== Your instructions ==
In all the records below, switch "evaluation set" to "test set" and give the lines back otherwise unchanged, with the pictures left out.

_____

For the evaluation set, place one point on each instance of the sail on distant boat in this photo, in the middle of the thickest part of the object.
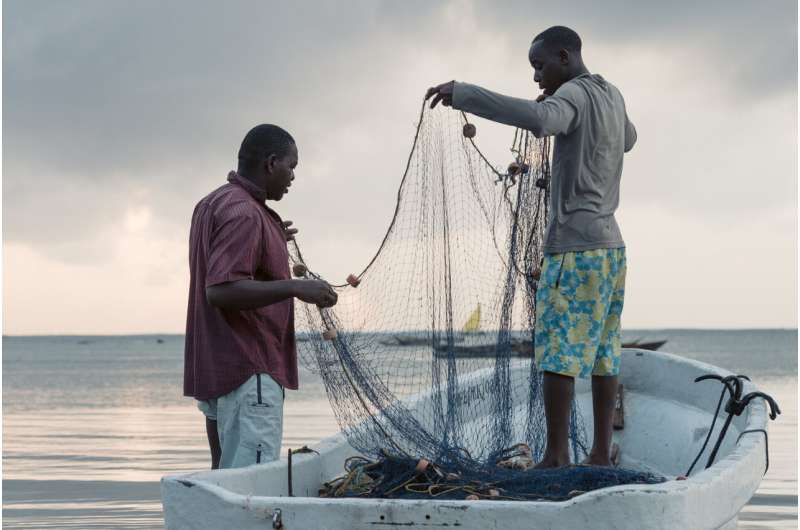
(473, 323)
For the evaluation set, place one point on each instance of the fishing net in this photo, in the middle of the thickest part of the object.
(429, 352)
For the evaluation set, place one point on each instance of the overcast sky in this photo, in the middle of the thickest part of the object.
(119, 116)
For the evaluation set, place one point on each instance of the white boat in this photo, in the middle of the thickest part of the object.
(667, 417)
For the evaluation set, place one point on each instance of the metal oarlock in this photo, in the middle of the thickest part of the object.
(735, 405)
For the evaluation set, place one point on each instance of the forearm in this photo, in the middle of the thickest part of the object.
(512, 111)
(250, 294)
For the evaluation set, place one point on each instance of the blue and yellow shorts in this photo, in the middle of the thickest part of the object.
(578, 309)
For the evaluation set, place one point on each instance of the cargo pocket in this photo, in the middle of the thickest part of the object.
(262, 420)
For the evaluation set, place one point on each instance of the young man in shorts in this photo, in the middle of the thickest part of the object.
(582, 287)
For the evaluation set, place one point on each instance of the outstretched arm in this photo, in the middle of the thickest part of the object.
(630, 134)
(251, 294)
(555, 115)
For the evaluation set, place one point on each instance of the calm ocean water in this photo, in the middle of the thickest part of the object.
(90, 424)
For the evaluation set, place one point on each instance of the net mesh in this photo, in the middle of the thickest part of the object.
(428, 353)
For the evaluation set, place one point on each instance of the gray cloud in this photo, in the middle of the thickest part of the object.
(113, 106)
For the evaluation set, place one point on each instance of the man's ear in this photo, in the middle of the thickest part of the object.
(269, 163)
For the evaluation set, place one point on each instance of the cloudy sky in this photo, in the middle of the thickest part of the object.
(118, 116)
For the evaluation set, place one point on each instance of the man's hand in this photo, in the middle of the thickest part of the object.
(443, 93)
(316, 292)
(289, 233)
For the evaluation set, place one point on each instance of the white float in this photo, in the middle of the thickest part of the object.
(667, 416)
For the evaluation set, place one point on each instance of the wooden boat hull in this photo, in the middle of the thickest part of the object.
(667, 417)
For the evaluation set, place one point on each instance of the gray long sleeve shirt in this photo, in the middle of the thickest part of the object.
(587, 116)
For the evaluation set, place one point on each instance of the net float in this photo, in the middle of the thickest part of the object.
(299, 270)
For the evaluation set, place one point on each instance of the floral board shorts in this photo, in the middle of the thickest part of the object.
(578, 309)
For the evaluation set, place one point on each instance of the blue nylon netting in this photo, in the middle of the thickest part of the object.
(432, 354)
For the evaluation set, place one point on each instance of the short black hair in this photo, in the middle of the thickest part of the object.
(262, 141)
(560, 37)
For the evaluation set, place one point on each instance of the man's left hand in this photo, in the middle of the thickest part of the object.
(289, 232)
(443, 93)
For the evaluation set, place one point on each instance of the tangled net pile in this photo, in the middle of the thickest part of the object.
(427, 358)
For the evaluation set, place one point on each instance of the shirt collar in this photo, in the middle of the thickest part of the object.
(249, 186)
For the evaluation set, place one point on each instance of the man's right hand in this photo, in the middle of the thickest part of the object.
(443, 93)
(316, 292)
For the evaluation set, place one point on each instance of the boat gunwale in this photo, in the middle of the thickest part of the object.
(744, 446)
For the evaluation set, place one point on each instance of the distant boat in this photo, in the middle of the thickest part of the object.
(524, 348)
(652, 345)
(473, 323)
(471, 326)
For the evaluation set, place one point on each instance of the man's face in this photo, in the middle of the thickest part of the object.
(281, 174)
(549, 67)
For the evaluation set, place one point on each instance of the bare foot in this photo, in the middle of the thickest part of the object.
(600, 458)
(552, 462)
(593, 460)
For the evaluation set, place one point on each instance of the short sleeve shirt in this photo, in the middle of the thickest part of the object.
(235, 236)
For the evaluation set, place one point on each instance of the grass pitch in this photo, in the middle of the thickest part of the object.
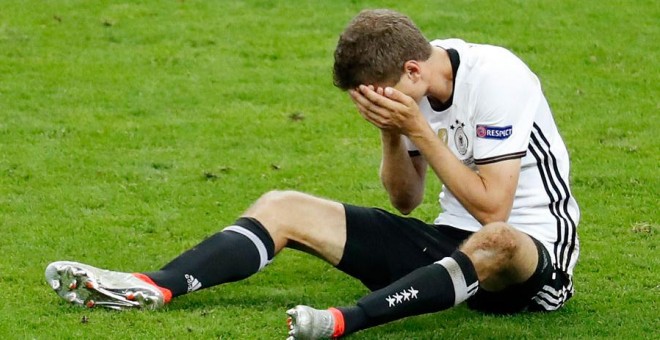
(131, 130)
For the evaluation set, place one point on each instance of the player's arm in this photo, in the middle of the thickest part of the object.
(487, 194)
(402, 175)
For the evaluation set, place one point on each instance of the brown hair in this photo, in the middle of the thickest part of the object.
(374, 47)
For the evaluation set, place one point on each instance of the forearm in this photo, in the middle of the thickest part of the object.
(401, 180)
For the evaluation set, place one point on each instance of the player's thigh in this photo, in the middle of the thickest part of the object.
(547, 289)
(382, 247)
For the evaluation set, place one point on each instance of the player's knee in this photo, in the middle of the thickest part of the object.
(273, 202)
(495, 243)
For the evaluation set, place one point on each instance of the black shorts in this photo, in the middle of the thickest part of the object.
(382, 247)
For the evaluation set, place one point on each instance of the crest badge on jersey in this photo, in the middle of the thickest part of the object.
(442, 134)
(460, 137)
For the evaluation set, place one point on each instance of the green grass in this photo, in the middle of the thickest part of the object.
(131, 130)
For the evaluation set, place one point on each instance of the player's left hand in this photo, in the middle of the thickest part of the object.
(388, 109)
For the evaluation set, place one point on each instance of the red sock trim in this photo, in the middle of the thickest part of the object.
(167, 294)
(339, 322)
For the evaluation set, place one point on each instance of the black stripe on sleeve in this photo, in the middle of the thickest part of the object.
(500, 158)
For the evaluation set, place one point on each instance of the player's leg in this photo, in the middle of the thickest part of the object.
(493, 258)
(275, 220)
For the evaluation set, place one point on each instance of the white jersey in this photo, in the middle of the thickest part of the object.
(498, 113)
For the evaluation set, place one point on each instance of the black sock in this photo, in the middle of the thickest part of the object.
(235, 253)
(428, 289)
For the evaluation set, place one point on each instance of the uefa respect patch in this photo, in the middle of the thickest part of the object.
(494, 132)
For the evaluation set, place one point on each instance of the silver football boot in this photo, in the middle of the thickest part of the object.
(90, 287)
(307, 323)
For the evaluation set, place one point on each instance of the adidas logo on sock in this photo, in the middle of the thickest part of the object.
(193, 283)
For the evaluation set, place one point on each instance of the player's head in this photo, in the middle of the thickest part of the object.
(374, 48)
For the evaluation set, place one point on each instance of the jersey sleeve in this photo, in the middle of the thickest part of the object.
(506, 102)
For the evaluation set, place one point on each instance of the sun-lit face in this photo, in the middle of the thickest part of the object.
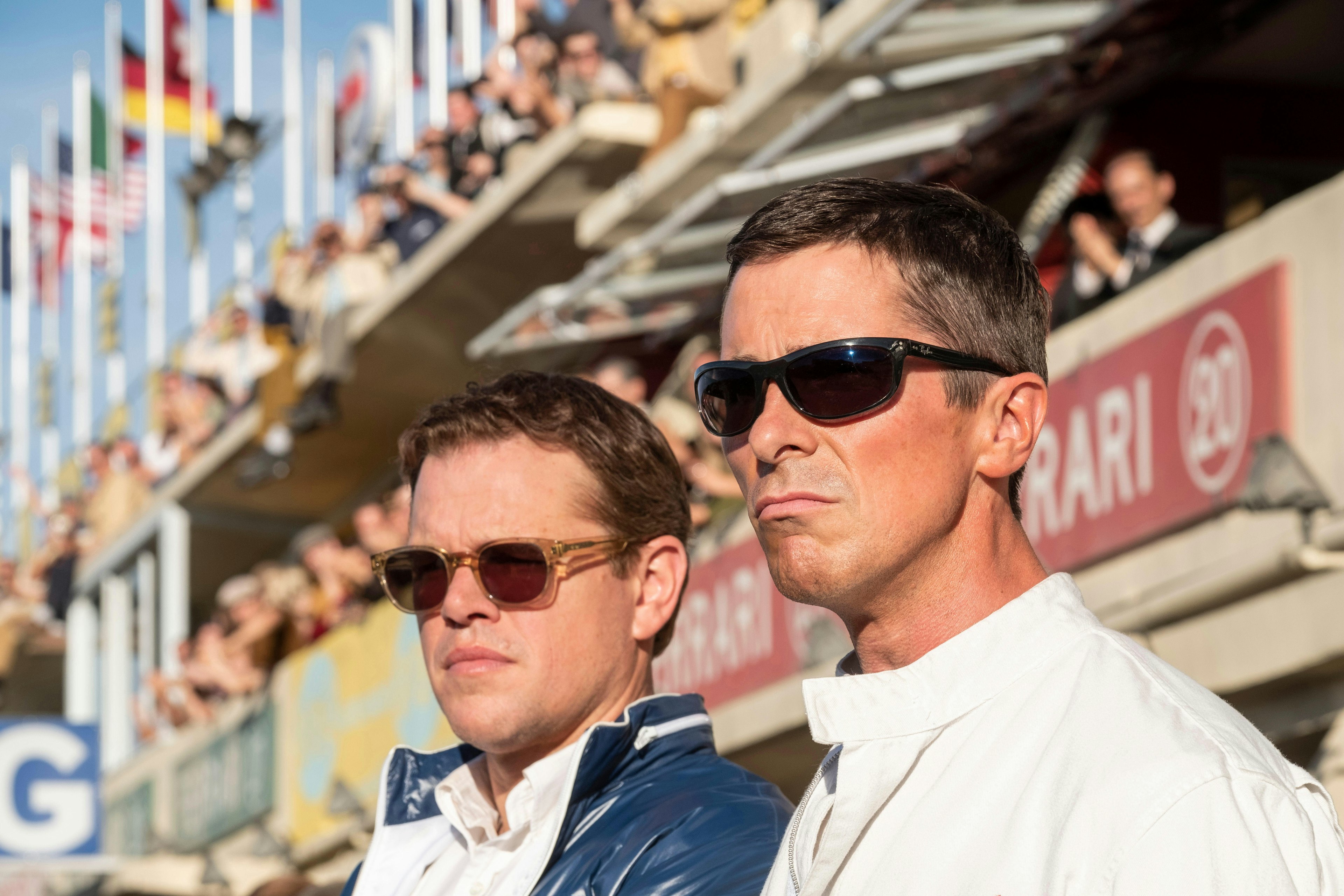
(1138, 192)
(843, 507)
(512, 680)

_____

== Complete output ==
For the test set, place one point on each instance of the sail on distant boat in this photo, in the middle of the thickest part of the object.
(473, 323)
For the test set, place one point on each instance of the fishing net in this photo, in the middle of the thickest part of the object.
(429, 352)
For the test set, place one point on each instance of the overcast sky in this photo, in the middle of the thickest part of the object.
(119, 116)
For the test set, place one point on each instance of the white boat in this photo, in the middle of the thickest part of the object.
(667, 417)
For the test set, place one point on each instance of the metal oarlock in this photo, in the middle of the thickest part of the object.
(735, 405)
For the test set, place one point on each instance of the forearm in this photo, in the middle of the thickest part of the object.
(512, 111)
(250, 294)
For the test set, place one point on each instance of the blue and yellow shorts in this photo, in the middle of the thickest part of the object.
(578, 309)
For the test set, place one point on each instance of the cargo pocket in this photo, in the middle of the thickest part of the object.
(262, 420)
For the test set, place one point on each instance of the young man in shorts in this photo, in the middle of the thickest part of the object.
(582, 287)
For the test set, place one point on each instance of the outstretched arm in this photo, in the middle of the thickest part of the object.
(630, 134)
(251, 294)
(555, 115)
For the test set, place one point on each instance of the calm ocean water in this photo, in the middle of the thickest part of the object.
(90, 424)
For the test set, place one point on each instance of the net mesh in this photo, in the middle of the thickest part of the object.
(428, 353)
For the test set, place one point on each instance of the gray cloud in this photo, in the middle of the thickest part of the object.
(113, 106)
For the test set, place one point on each instance of the man's ear in this photo, in the middle of the thickest part of the object.
(269, 163)
For the test set, place one point on each instance of the cloudy sky in this photo, in the middle of the thickest part of the object.
(118, 116)
For the test set, place one point on each instance of the man's hand in this photo, in the middle of the thickest part of the object.
(443, 93)
(316, 292)
(289, 233)
For the test set, place one point on each instance of the white float in this photo, in the middle of the thickest part of the object.
(667, 416)
For the test set, place one point on each instance of the wooden boat hull in this photo, in the middle of the thickest part of the object.
(667, 417)
For the test set, place one point on each instance of the gray long sleeve shirt in this photo, in the middle of the thickest part of the object.
(587, 116)
For the test set, place one point on each instance of the net float in this photo, in the middle of the thickest part of the object.
(299, 270)
For the test set, place one point on each instance of the floral board shorts in this photo, in the middle of the thickest part of the object.
(578, 309)
For the test set, place one point on each instance of the blue nylon netting in this photo, in the middle of the thickest part of the object.
(432, 354)
For the test set, place one point on each instance of the short black hair in this photo, in the middle of the thickest part of the object.
(262, 141)
(560, 37)
For the test set, place one point on each instance of the man's left hand in this photo, in the middle of the thickest part of the object.
(289, 232)
(443, 93)
For the test set, place one point on each instance of the tangled net pile in this photo, in the middle of the thickest part of the object.
(427, 358)
For the test set, place one point on each instance of the shirt collar in this photo, in the middle of the thickest part of the object.
(249, 186)
For the test set, place one point on each instance of the man's right hand in this photo, in the middle of the thickest part of the object.
(443, 93)
(316, 292)
For the test set, place one point on each instance of the boat gunwale in this photo, in the middle of the thickest part of the object.
(744, 446)
For the test set, place one point on each instance of the distant boat in this photo, in the middle of the thickest part of the object.
(524, 348)
(652, 345)
(473, 323)
(471, 326)
For the test set, place one point on each instance of the man's face in this photo, in the middle of the thickest part of the object.
(281, 174)
(549, 67)
For the test set, place one point on each instance of the bare foot in this photo, in the middle of the thickest part of the object.
(600, 458)
(552, 462)
(593, 460)
For the test set, place one point on each instance of the short sleeve shirt in this photo, in the middle of the thickest part of the object.
(235, 236)
For the test set, place one point on each instance of the grass pitch in this photo, in the middle of the thickest part of the object.
(131, 130)
For the test set, place one point on each instance of the player's arm in this photo, in the middle of the thickest part of the object.
(487, 194)
(402, 175)
For the test set, place one point on each instance of the brown hair in this photo, in the middle of the thickest part of the object.
(374, 47)
For the test set, place one point on each instance of the forearm in this photo, in the middle of the thickest part of the object.
(401, 180)
For the test set, place one point on each instance of the player's thigh in this photo, in the middle of the thickest part of the object.
(547, 289)
(382, 247)
For the test set, place one point on each instance of the player's knee in this photo, in the middle of the thickest part of the object.
(273, 202)
(495, 243)
For the test set, place one point on each instance of the black shorts in this photo, in the middle of the thickest part of the object.
(382, 247)
For the test set, place one point on each instance of the crest badge on jersey in this photo, in the middle of the thickest part of the object.
(442, 134)
(460, 137)
For the test set, place one point on each instance of the green grass in this photo, in the middle of the thickest part of the object.
(131, 130)
For the test set, place one point on each instance of the player's left hand in this photo, in the middle of the thickest part of the object.
(388, 109)
For the test set, place one point on each instance of the red sock trim in this photo, in the middle of the thickest part of the object.
(167, 294)
(339, 322)
For the test set, place one point on each instance of the black stripe on sleeve in this photo, in the middle of the thickest part of the object.
(500, 158)
For the test set, place one point on each instance of the player's leg in this photo, in the middle of the thickest part of the object.
(493, 258)
(275, 220)
For the test set, place one point on each instance of the white jersey in this photo, in the middle of the thickest part of the object.
(498, 113)
For the test set, place one point on each instance of the black sock in this photo, in the middle of the thickest part of the object.
(235, 253)
(428, 289)
For the test set, place one point on each instance of the uefa respect patch in this photo, in the middle of the thickest part of the object.
(494, 132)
For the test set, place one point on each instance of the silver football boot in this photo, in the middle of the thickest part of the object.
(90, 287)
(307, 323)
For the test set, place one point on each instance of the adidas logo on sock in this photo, in the middle of the thickest part of the object.
(193, 283)
For the test set, place one point on each instance of the player's head in this photo, in the middle of the thickest part of the object.
(374, 48)
For the test set, place one point on each instance of the jersey sleeve in this photo, in the middle of the thickest part of the object.
(506, 102)
For the test set, place one point on each instance of the sun-lit face in this photo, in the middle of the thickest part of the object.
(1138, 192)
(843, 507)
(512, 680)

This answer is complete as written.